# [Objective]
Extract the complete listing and output it unchanged.

[Extracted data entries]
━━━━━━━━

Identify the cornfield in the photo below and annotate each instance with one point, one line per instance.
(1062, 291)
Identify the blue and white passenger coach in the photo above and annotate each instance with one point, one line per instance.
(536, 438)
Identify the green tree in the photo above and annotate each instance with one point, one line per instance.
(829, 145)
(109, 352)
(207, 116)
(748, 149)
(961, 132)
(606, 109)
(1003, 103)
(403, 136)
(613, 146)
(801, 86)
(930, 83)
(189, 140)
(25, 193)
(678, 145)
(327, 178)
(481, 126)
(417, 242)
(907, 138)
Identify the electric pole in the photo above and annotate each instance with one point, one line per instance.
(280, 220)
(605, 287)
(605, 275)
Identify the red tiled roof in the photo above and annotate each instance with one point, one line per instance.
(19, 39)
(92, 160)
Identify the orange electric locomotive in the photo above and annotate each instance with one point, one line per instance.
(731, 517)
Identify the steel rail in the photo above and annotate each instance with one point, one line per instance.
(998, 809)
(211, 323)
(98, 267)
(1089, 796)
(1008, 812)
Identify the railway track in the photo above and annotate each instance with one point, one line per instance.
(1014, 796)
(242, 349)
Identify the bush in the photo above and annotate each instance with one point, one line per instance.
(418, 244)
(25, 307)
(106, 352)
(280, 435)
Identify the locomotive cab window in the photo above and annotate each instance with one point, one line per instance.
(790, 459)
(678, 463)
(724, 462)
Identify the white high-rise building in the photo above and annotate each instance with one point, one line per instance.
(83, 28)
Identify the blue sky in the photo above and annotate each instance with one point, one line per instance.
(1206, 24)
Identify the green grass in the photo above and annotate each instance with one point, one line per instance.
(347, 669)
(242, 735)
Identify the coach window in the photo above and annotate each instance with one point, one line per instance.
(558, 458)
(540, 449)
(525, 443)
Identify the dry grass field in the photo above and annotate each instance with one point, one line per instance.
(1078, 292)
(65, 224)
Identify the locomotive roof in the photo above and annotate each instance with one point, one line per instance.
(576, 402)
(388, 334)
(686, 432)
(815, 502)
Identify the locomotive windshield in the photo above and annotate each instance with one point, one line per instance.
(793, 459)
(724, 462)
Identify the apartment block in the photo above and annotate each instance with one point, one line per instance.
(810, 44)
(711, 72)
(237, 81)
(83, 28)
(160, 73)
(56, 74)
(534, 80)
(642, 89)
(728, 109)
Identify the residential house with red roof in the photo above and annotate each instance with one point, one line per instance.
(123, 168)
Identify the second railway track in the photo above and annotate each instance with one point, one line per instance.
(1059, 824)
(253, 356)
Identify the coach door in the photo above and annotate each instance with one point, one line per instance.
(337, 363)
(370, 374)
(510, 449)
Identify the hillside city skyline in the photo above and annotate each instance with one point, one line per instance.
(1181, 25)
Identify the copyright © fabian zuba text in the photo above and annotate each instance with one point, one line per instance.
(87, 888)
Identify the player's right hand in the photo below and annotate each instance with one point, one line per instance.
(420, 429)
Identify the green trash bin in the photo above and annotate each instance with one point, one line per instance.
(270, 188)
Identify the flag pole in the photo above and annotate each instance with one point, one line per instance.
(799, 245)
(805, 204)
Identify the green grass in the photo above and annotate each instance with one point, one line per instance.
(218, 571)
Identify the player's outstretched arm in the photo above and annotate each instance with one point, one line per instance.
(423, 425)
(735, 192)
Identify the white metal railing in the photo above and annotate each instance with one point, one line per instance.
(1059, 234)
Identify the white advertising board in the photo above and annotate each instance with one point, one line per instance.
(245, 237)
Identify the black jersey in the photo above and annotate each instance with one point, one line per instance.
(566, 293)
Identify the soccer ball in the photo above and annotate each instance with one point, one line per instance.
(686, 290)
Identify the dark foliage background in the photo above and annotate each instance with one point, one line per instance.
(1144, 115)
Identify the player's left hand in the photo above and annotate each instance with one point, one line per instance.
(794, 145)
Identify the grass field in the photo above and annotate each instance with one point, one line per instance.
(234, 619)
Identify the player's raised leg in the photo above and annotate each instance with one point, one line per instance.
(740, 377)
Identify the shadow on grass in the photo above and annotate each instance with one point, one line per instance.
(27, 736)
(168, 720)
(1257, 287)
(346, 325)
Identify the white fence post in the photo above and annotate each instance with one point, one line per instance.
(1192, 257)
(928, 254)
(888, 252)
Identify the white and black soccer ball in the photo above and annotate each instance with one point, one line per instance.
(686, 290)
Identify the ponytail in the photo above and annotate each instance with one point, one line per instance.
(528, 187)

━━━━━━━━

# [Solved problem]
Identify the cornfield in the photo below and annotate each instance with one point, one line per instance.
(1062, 291)
Identify the blue and white passenger coach in the photo above and annotate each instance with one point, one line per instance.
(536, 438)
Identify the green tree in the photo above and annotate each instance with one point, one line per instance.
(829, 145)
(109, 352)
(207, 116)
(748, 149)
(961, 132)
(606, 109)
(1003, 103)
(403, 136)
(613, 146)
(801, 86)
(930, 83)
(189, 140)
(25, 193)
(678, 145)
(327, 178)
(481, 126)
(417, 242)
(907, 138)
Identify the electric pole in the photo above and annotate each instance with one point, one line per instance.
(280, 220)
(605, 287)
(605, 275)
Identify the red tiled roof in the photo above and annotate each instance with one point, one line per instance.
(19, 39)
(92, 160)
Identify the orange electric locomotive in the photo above and annotate each instance with one point, one line per instance.
(731, 517)
Identify the steel rail in the photo above and annotate each instance with one point, one line per instance.
(998, 809)
(211, 323)
(98, 267)
(1089, 796)
(1008, 812)
Identify the railway track in the photo above and annotate each instance with one point, one line per instance.
(1014, 796)
(242, 349)
Identify the bush in the photo above and annotate each instance with one point, one line per instance.
(418, 244)
(25, 307)
(106, 352)
(280, 435)
Identify the locomotive cab window in the photo above and annotate each instance with one point, one line per instance.
(790, 459)
(678, 463)
(724, 462)
Identify the white high-rise building in the photo above and annotate each instance with one point, one line per instance.
(83, 28)
Identify the blue sky in the photo above and annotate each instance with one point, one line per instance.
(1206, 24)
Identify the green grass in the photo above and annotate each instance with one point, one line per instance.
(347, 669)
(242, 735)
Identify the coach window in the photo above and annotate each instance with one point, one line per instance.
(558, 458)
(540, 449)
(525, 443)
Identify the dry grass field in the photo above and annotate each instance with one point, one line per instance.
(1078, 292)
(65, 224)
Identify the locomotive roof in the photo above and annotate each instance with one point, one line per instance.
(576, 402)
(388, 334)
(686, 432)
(815, 502)
Identify the locomotive windshield in the photo above and annotate each instance with one point, one line per instance.
(793, 459)
(724, 462)
Identify the apartment block in the photo above and annotate each instance with one point, one line per instance.
(810, 44)
(711, 72)
(237, 81)
(83, 28)
(160, 73)
(56, 74)
(534, 80)
(642, 89)
(728, 109)
Identify the residential house with red roof in the photo above and annotate each instance with one point, one line per instance.
(123, 168)
Identify the second railway track in the photo above and annotate each instance with one point, one line per instance.
(1059, 824)
(253, 356)
Identify the coach door in the photo above and annotate each instance with one point, one line per instance.
(337, 363)
(370, 374)
(510, 449)
Identify the hillside city skyline in the photo above and annotate each instance with one point, one line per instance.
(1181, 25)
Identify the copyright © fabian zuba text in the photo above and annotate each instance with one point, one line per instance.
(87, 888)
Identify the player's right hand in the photo below and annotate each instance with one point, one line per instance.
(420, 429)
Identify the green trash bin in the photo above and annotate each instance with one point, one line per instance.
(270, 188)
Identify the flag pole in the photo above and annotate each instance with one point, one line per instance.
(799, 245)
(805, 204)
Identify the green grass in the photo above and annotate each instance with one point, one line per instance.
(218, 571)
Identify the player's outstretched arm in the photo above and annotate each instance with one point, one line per instance.
(423, 425)
(735, 192)
Identify the white metal railing in the photo above and annotate each instance with one point, one line per instance.
(1059, 234)
Identify the white advertising board in the photo above and annotate each instance with one point, one line per instance.
(245, 237)
Identify the black jersey in the photo above and annotate each instance with one point, one line per instance.
(566, 293)
Identify the soccer ball in the photo above and annotate each instance with one point, one line per instance.
(686, 290)
Identify the dark foliage background in the photo above and annotate each instance with one point, one line per instance.
(1144, 115)
Identify the player's left hand in the photo above and annotate each instance with one point, one line per instance.
(794, 145)
Identify the grass field in the photo above and annotate each instance with one point, one line per instance.
(234, 619)
Identify the player's raised leg in the photo above and annotate each instance with one point, one line per instance.
(740, 377)
Identify the shadow on grass in the photo above and annotate each instance with one point, one line per instance.
(27, 736)
(168, 720)
(1257, 287)
(346, 325)
Identify the white fence post in the photo above and annotate each instance with one point, one line per instance.
(1192, 257)
(928, 254)
(888, 252)
Identify the white and black soccer ball in the photo above and annotate each instance with one point, one line per instance.
(686, 290)
Identify the ponytail in the photo above and annotate each instance with one point, one line per instance.
(528, 187)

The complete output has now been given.